Data items:

---------------

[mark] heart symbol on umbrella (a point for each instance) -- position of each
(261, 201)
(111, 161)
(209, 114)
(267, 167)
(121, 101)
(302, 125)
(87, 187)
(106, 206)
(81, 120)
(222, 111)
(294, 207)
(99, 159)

---------------

### Required task
Reproduce each line of the items above verbatim.

### Written reply
[mark] heart symbol on umbrella (a point for each instance) -- position of each
(261, 201)
(111, 161)
(209, 114)
(267, 167)
(121, 101)
(302, 125)
(87, 187)
(106, 206)
(81, 120)
(222, 111)
(294, 207)
(99, 159)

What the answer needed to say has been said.